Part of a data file
"""

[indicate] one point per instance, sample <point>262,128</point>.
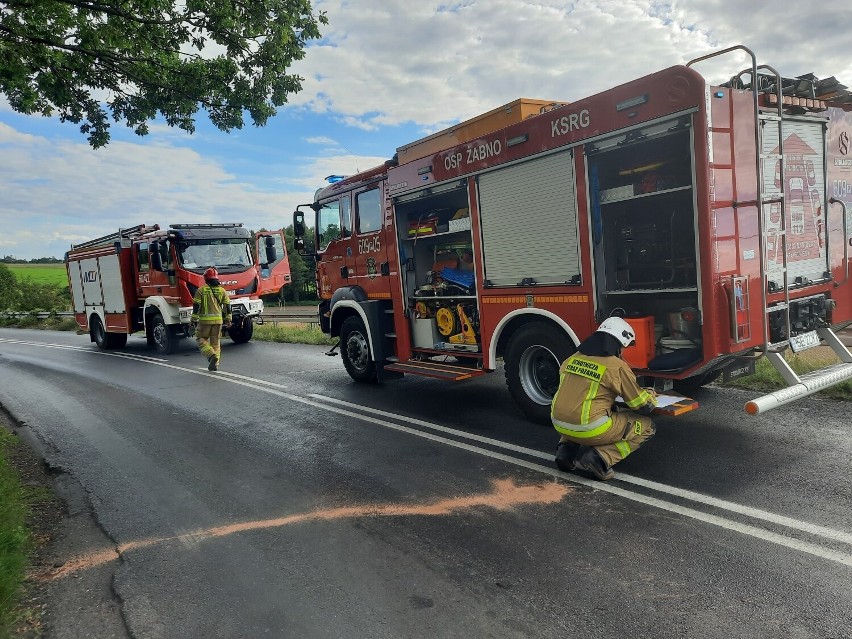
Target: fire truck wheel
<point>355,351</point>
<point>531,362</point>
<point>241,333</point>
<point>96,327</point>
<point>165,341</point>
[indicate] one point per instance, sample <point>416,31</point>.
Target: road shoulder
<point>81,604</point>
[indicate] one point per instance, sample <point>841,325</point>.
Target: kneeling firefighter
<point>594,436</point>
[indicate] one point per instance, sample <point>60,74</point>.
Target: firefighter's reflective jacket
<point>211,305</point>
<point>588,386</point>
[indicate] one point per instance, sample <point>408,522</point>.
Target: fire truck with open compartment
<point>144,278</point>
<point>712,218</point>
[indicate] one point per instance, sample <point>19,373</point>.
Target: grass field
<point>40,273</point>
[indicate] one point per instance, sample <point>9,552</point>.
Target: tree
<point>170,57</point>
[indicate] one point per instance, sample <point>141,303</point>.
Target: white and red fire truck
<point>143,279</point>
<point>713,218</point>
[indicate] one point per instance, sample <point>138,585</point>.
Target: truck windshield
<point>225,254</point>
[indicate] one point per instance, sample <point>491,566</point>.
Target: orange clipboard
<point>682,405</point>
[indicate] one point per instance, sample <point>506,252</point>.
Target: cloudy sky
<point>386,73</point>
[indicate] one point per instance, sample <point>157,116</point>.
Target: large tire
<point>531,362</point>
<point>241,333</point>
<point>98,332</point>
<point>162,336</point>
<point>355,351</point>
<point>116,340</point>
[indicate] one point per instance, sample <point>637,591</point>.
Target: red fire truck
<point>143,279</point>
<point>712,218</point>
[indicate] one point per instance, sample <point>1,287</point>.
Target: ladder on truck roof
<point>807,384</point>
<point>122,234</point>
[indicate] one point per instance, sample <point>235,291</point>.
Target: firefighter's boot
<point>566,453</point>
<point>593,463</point>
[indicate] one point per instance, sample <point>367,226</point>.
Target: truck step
<point>438,370</point>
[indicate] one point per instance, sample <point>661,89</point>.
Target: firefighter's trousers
<point>628,432</point>
<point>207,335</point>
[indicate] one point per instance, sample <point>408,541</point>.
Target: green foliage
<point>25,294</point>
<point>292,334</point>
<point>41,272</point>
<point>150,57</point>
<point>300,272</point>
<point>14,538</point>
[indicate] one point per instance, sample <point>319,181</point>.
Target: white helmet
<point>619,329</point>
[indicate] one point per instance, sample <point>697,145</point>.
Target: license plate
<point>804,341</point>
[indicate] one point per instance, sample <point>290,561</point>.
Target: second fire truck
<point>143,279</point>
<point>712,218</point>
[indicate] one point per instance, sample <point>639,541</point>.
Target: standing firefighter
<point>594,437</point>
<point>211,308</point>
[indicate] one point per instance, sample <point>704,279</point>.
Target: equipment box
<point>644,350</point>
<point>424,333</point>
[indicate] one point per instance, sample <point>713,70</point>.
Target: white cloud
<point>380,66</point>
<point>397,61</point>
<point>57,193</point>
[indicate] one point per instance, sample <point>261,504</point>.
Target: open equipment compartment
<point>436,250</point>
<point>644,235</point>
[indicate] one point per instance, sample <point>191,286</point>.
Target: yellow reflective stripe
<point>587,403</point>
<point>582,431</point>
<point>640,400</point>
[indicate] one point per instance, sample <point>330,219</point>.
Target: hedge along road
<point>277,496</point>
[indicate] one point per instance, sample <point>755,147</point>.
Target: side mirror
<point>298,224</point>
<point>271,253</point>
<point>155,258</point>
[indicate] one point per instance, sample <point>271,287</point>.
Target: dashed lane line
<point>370,415</point>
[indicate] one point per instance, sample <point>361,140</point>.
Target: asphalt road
<point>277,498</point>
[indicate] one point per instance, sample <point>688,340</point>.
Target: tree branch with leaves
<point>132,60</point>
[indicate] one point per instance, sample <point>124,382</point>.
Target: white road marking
<point>345,408</point>
<point>755,513</point>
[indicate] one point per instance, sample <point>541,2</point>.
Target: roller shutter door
<point>528,217</point>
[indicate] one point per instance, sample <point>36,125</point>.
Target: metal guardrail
<point>271,316</point>
<point>38,315</point>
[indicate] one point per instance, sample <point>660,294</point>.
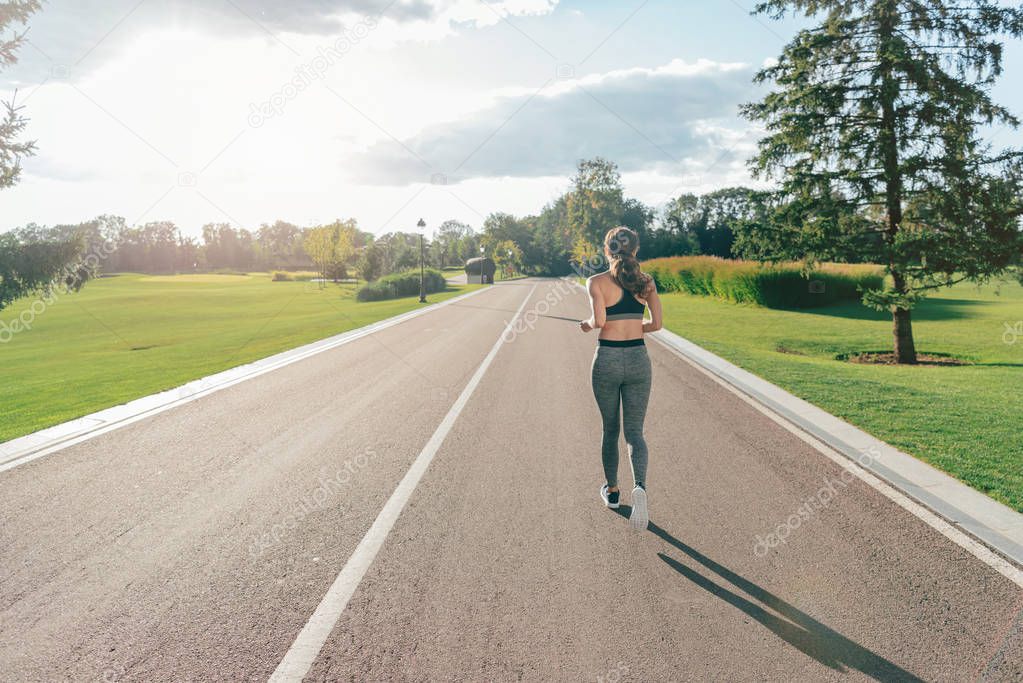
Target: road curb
<point>996,526</point>
<point>38,444</point>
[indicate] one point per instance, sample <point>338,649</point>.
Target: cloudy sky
<point>386,110</point>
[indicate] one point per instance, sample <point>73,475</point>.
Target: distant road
<point>196,544</point>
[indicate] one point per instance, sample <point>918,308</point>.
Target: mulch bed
<point>889,359</point>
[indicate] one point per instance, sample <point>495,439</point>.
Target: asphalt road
<point>196,544</point>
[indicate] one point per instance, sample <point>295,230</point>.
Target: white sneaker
<point>639,515</point>
<point>610,498</point>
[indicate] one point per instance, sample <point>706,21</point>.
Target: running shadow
<point>794,626</point>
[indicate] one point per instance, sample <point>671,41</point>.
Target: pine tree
<point>874,130</point>
<point>12,123</point>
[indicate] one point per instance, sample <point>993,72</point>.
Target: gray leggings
<point>621,384</point>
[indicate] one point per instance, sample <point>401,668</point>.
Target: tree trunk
<point>905,350</point>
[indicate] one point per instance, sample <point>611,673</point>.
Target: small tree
<point>330,246</point>
<point>873,130</point>
<point>507,257</point>
<point>370,263</point>
<point>38,260</point>
<point>595,202</point>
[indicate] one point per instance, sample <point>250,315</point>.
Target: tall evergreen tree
<point>12,123</point>
<point>875,132</point>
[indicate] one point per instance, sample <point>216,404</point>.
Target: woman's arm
<point>654,303</point>
<point>597,313</point>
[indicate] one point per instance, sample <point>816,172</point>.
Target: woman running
<point>621,373</point>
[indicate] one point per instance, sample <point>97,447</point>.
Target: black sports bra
<point>627,308</point>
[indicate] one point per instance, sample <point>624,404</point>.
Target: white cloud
<point>669,118</point>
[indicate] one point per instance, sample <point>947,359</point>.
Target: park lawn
<point>129,335</point>
<point>966,420</point>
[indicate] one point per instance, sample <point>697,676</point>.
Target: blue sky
<point>186,110</point>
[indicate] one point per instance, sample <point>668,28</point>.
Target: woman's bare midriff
<point>620,330</point>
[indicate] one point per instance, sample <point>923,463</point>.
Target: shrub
<point>401,284</point>
<point>782,285</point>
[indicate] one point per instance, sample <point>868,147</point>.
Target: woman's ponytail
<point>621,244</point>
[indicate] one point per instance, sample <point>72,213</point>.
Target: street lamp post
<point>423,261</point>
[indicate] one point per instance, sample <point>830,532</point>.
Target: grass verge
<point>965,419</point>
<point>129,335</point>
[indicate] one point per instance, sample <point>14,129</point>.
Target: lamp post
<point>423,260</point>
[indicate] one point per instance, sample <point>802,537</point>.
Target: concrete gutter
<point>25,449</point>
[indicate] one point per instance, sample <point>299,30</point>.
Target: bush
<point>780,286</point>
<point>401,284</point>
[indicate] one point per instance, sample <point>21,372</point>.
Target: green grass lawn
<point>965,420</point>
<point>129,335</point>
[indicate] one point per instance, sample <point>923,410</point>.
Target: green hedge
<point>401,284</point>
<point>780,286</point>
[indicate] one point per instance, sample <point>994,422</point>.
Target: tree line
<point>875,121</point>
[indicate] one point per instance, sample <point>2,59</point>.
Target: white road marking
<point>307,645</point>
<point>34,446</point>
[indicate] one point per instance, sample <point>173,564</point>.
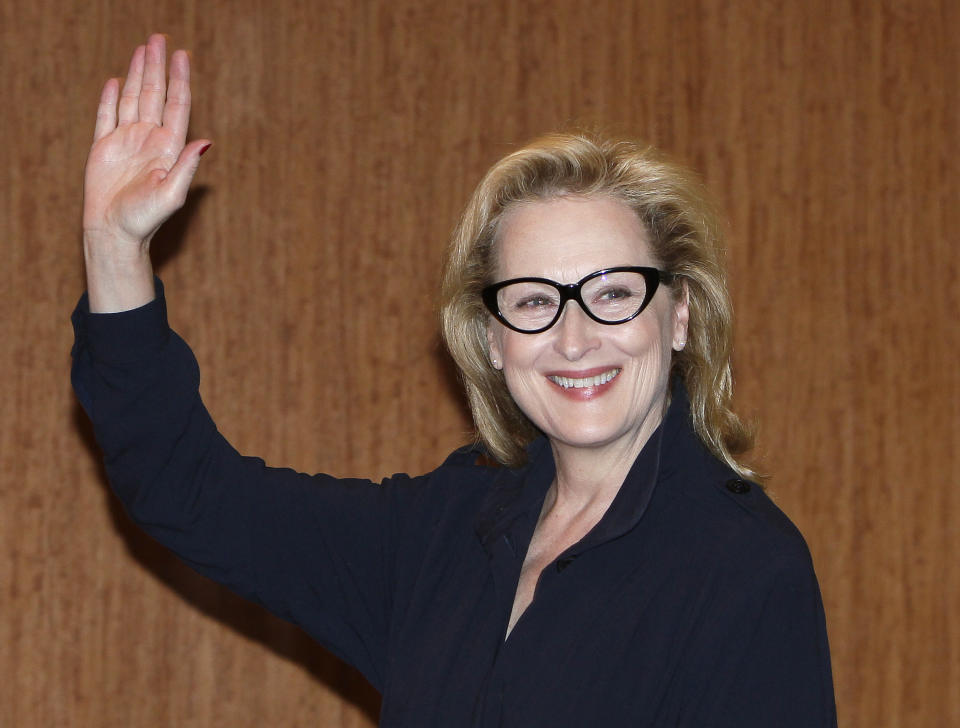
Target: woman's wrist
<point>119,274</point>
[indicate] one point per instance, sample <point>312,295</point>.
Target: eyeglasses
<point>609,296</point>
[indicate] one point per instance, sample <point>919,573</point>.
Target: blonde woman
<point>618,568</point>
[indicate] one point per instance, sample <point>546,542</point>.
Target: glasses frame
<point>573,292</point>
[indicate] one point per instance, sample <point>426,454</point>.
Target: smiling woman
<point>616,569</point>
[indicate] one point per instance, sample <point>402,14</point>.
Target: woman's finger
<point>107,110</point>
<point>176,112</point>
<point>176,183</point>
<point>153,89</point>
<point>128,109</point>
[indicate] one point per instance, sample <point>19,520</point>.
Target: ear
<point>681,317</point>
<point>493,346</point>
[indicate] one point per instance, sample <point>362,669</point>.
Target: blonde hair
<point>685,237</point>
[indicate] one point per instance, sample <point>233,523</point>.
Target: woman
<point>621,570</point>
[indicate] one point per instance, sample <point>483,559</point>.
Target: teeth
<point>568,382</point>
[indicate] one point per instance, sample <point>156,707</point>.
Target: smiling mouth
<point>571,383</point>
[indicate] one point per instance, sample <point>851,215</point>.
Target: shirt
<point>693,602</point>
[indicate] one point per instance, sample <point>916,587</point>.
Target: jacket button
<point>564,562</point>
<point>738,486</point>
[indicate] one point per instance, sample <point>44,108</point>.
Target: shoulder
<point>739,521</point>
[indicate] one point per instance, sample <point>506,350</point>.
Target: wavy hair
<point>686,239</point>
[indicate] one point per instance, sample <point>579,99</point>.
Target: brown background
<point>347,138</point>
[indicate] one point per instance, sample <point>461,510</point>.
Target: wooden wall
<point>347,138</point>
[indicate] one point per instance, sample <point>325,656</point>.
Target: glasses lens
<point>528,306</point>
<point>615,296</point>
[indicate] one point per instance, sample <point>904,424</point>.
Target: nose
<point>576,333</point>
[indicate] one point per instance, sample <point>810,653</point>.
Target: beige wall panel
<point>347,137</point>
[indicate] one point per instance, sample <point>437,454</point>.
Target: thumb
<point>177,182</point>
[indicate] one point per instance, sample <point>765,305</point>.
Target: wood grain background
<point>348,136</point>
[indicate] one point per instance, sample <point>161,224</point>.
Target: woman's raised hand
<point>137,174</point>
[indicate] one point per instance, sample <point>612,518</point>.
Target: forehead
<point>566,238</point>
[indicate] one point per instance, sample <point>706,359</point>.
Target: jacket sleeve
<point>774,657</point>
<point>315,550</point>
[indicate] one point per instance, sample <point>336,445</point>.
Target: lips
<point>596,380</point>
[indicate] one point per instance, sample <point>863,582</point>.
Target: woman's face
<point>552,375</point>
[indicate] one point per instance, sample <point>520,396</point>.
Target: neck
<point>590,478</point>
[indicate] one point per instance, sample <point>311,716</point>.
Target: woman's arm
<point>137,175</point>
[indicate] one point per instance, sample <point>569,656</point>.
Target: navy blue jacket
<point>693,602</point>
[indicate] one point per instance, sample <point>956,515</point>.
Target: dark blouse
<point>693,602</point>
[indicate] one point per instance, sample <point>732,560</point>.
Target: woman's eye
<point>533,302</point>
<point>614,294</point>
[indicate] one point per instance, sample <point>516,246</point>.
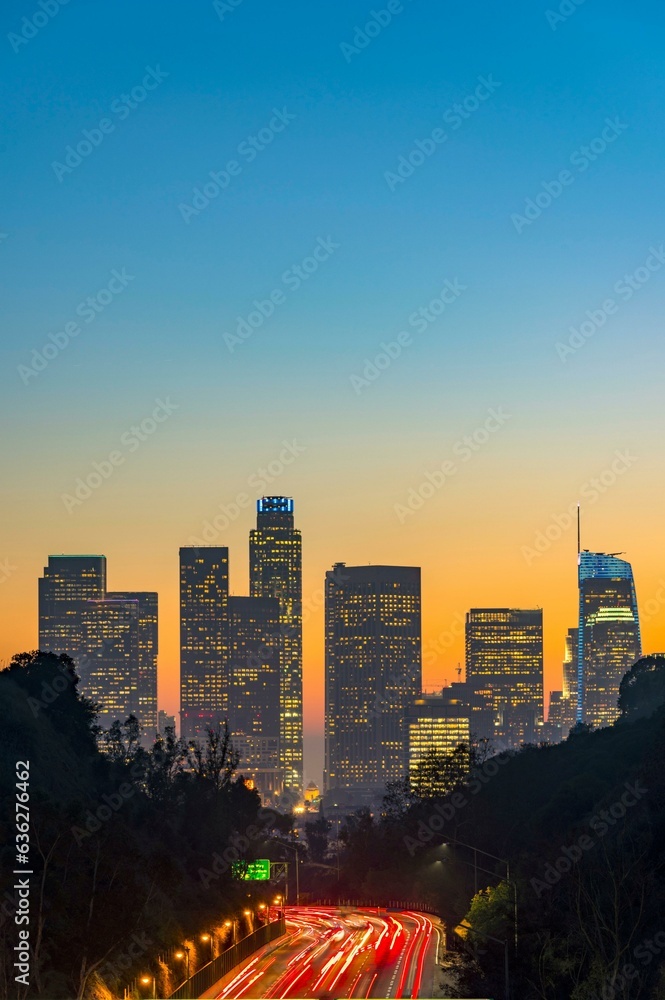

"""

Exercise aim >> Please rewrite everything from the line containing "instance, sample <point>810,653</point>." down to the line containing "<point>566,238</point>", shifting both numbers of every answer point coordinate up by 132. Leave the sample coordinates unchanged.

Response to this exercise >>
[indicate] one point per instance, sample <point>810,653</point>.
Target: beige wall panel
<point>479,269</point>
[indicate] one point per instance, sample <point>437,454</point>.
Target: thumb
<point>309,314</point>
[indicate] one point per instance, sample <point>765,305</point>.
Target: wood grain background
<point>480,268</point>
[indicate] one point per instance, sample <point>161,224</point>.
Target: woman's raised hand
<point>269,306</point>
[indicate] one point per instance, sample <point>612,518</point>.
Target: forehead
<point>698,370</point>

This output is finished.